Copy the data below exactly. Any pictures in it should be omitted.

━━━━

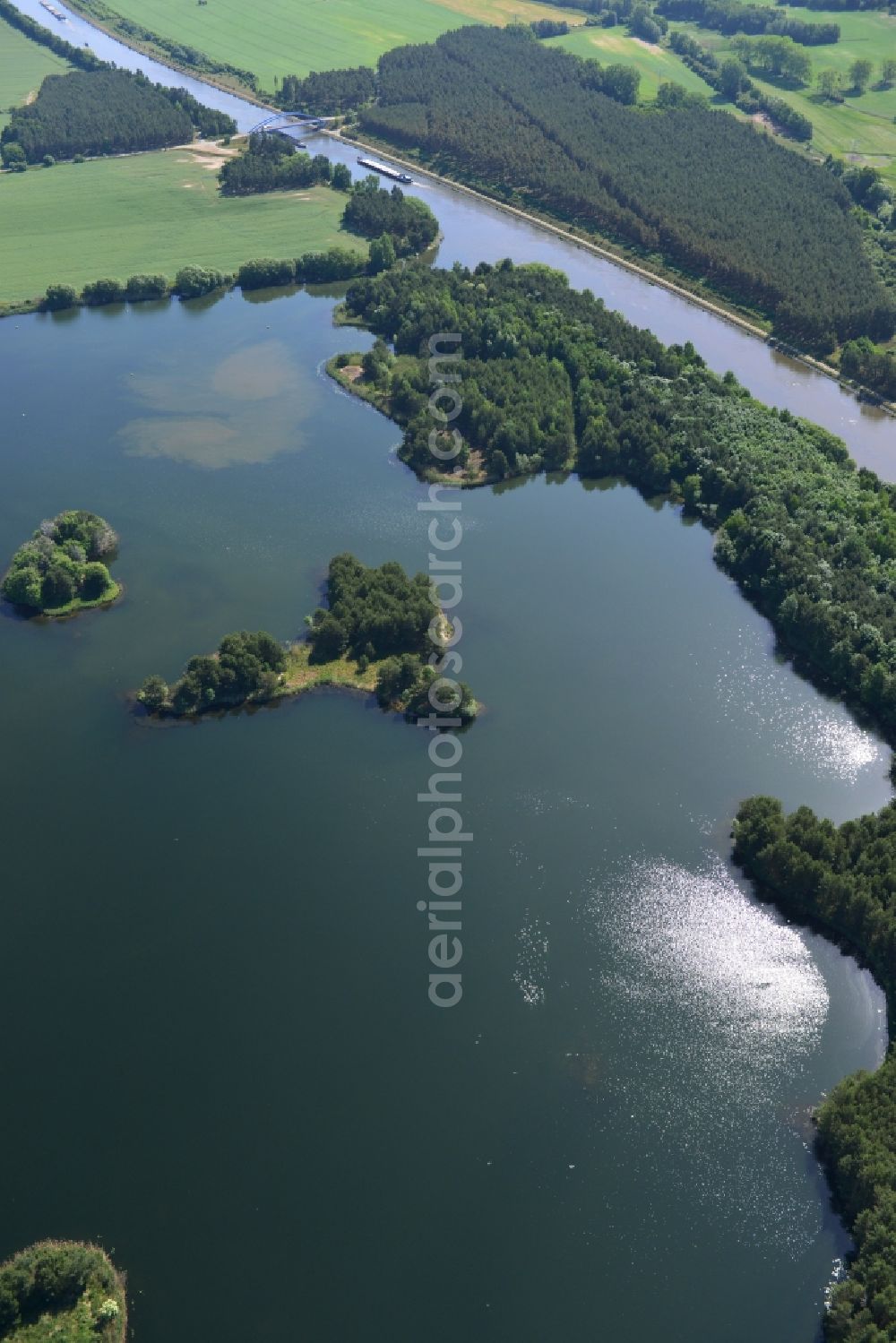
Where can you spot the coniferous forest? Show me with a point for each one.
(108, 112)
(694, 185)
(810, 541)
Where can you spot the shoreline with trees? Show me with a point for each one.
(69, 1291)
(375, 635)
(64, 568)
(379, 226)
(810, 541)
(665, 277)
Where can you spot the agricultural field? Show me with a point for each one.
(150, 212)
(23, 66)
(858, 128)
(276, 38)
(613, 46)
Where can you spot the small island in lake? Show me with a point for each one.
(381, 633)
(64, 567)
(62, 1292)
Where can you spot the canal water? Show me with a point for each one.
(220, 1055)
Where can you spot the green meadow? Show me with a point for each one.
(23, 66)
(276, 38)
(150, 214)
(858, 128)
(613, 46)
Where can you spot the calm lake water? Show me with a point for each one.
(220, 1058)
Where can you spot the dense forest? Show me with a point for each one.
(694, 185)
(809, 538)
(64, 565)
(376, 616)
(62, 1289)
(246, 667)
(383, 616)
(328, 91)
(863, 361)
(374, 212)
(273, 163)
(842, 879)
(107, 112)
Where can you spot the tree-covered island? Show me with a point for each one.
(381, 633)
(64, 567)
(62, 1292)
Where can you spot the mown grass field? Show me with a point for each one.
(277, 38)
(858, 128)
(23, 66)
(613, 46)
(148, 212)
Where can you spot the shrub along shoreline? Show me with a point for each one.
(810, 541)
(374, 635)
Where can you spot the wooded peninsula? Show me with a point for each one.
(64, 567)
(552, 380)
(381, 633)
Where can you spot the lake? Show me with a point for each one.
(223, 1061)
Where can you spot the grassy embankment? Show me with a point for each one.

━━━━

*Output for this exercise*
Where can you spot the coniferous forest? Show me with a point for each one.
(108, 112)
(694, 185)
(810, 541)
Where can you spot the shoreline with trees? Show me with a point for each one.
(69, 1291)
(375, 635)
(64, 568)
(379, 226)
(810, 541)
(665, 277)
Where can you spot the agricultural field? Show me with a point for each one.
(150, 212)
(23, 66)
(858, 128)
(276, 38)
(613, 46)
Where can you spot the small island in lake? Show me with a point for each one.
(381, 633)
(64, 567)
(62, 1292)
Where can you spot the canal water? Show me with a point for each one.
(220, 1055)
Where can you spot the green meadow? Show me with a point for each one.
(23, 66)
(276, 38)
(150, 214)
(858, 128)
(613, 46)
Where can you spot the calm lake water? Show me with a point for each one.
(220, 1058)
Where can you spot the dense forest? Show me with a point for each one.
(694, 185)
(809, 538)
(64, 565)
(376, 616)
(62, 1289)
(246, 667)
(383, 616)
(328, 91)
(863, 361)
(374, 212)
(273, 163)
(842, 879)
(107, 112)
Where can you spot the tree-covered island? Show me with a point for each one.
(381, 633)
(64, 567)
(62, 1292)
Where can you spot the mown grass field? Show me with a point for each one.
(277, 38)
(858, 128)
(23, 66)
(613, 46)
(148, 212)
Where can you spot the shrub along shoreline? Show me with a point for each one.
(810, 541)
(374, 635)
Where can you spot the wooded peninsula? Show me with a point for each one.
(64, 567)
(552, 380)
(381, 633)
Where can you spot the lake? Show me with a point for each one.
(223, 1061)
Where can you spot the grassy embankment? Show me with a point for each one.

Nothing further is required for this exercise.